Point placement records
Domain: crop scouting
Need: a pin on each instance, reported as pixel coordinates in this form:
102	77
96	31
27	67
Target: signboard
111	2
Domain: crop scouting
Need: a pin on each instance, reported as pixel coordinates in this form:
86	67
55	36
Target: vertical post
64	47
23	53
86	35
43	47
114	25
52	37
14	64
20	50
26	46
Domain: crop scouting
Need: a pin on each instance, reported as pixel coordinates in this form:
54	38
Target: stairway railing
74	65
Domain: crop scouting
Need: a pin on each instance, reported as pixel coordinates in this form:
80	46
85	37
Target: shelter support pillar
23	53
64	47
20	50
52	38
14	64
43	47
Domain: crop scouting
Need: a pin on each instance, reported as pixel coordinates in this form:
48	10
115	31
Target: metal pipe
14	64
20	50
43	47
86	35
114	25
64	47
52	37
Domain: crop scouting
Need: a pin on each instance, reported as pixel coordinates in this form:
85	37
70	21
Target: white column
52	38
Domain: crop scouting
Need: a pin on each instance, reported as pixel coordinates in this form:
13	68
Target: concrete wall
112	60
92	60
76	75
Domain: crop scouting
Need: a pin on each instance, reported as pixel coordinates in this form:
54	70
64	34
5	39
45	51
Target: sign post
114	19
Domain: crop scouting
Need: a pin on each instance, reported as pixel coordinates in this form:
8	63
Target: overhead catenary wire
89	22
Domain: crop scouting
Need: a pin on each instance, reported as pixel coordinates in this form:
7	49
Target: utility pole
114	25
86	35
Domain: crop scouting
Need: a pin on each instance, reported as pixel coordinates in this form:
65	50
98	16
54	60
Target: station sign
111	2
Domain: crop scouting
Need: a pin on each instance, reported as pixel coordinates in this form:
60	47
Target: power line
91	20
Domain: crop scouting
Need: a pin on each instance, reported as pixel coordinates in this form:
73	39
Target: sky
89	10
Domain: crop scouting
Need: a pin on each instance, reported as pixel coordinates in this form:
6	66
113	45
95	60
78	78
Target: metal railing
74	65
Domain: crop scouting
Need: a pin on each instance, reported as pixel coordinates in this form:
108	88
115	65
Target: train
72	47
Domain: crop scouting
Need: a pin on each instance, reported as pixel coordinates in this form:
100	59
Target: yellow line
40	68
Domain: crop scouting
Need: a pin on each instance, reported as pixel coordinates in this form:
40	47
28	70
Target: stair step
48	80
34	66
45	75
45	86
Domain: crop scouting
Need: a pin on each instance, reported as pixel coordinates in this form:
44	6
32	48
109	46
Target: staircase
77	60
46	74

#### Exercise requirements
Would you reproduce the material above in full, exactly as given?

#### The response
Domain: crop scouting
Need: a pin on each instance, reported as pixel coordinates in this form:
102	77
96	31
27	67
Target: signboard
111	2
Domain: crop scouting
Need: a pin on each instance, reported as pixel coordinates in this form:
86	67
55	36
Target: vertical post
64	47
23	53
86	35
43	47
114	25
52	37
14	64
20	50
26	46
Domain: crop scouting
Need: a pin on each instance, reported as pixel coordinates in this form:
54	38
Target: stairway railing
74	65
Domain: crop scouting
Need: a pin on each instance, reported as pixel coordinates in this form:
80	46
85	37
Target: shelter support pillar
23	53
64	47
20	50
52	38
14	64
43	47
Domain: crop scouting
Need: a pin on each instance, reported as pixel coordinates in this form:
48	10
115	31
Target: metal pipe
14	64
20	50
43	47
86	35
114	25
64	47
52	37
Domain: crop scouting
Need: a pin on each instance, reported as pixel coordinates in this form:
85	37
70	21
Target: white column
52	38
Domain: crop scouting
Need: a pin on each instance, reported as pixel coordinates in this form:
13	68
Target: concrete wall
112	60
92	60
76	75
Domain: crop scouting
Need: a pin on each instance, reported as pixel coordinates in this form:
54	70
64	34
5	39
45	51
Target: sign post
114	19
Domain: crop scouting
Need: a pin on each instance, reported as pixel coordinates in this form:
8	63
Target: overhead catenary wire
89	22
Domain: crop scouting
Need: a pin on each instance, reported as pixel coordinates in this form:
7	49
Target: utility pole
114	25
86	35
Domain: crop scouting
Need: a pin on each instance, reported as pixel coordinates in this form:
65	50
98	16
54	60
Target: station sign
111	2
Domain: crop scouting
Need: a pin on each instance, reported as pixel coordinates in this form:
60	47
Target: power line
91	20
Domain: crop scouting
Need: a pin on each instance, reported as pixel coordinates in this form:
73	39
Target: sky
89	10
Domain: crop scouting
Need: a pin on each instance, reported as pixel coordinates in this form:
6	66
113	45
95	60
78	78
Target: metal railing
74	65
Domain: crop scouting
Need: a pin on each instance, reported as pixel coordinates in this form:
108	88
115	65
Target: train
72	47
Domain: crop scouting
Need: a pin on each instance, reported as pixel coordinates in this form:
100	59
Target: yellow line
40	68
Domain: crop scouting
Need: a pin on each instance, reported as pixel coordinates in this form:
40	47
28	70
Target: stair step
48	80
34	66
45	75
45	86
Domain: crop scouting
Need: a pin on each instance, reported as pixel coordinates in this form:
44	6
32	48
109	46
Target: staircase
77	60
46	74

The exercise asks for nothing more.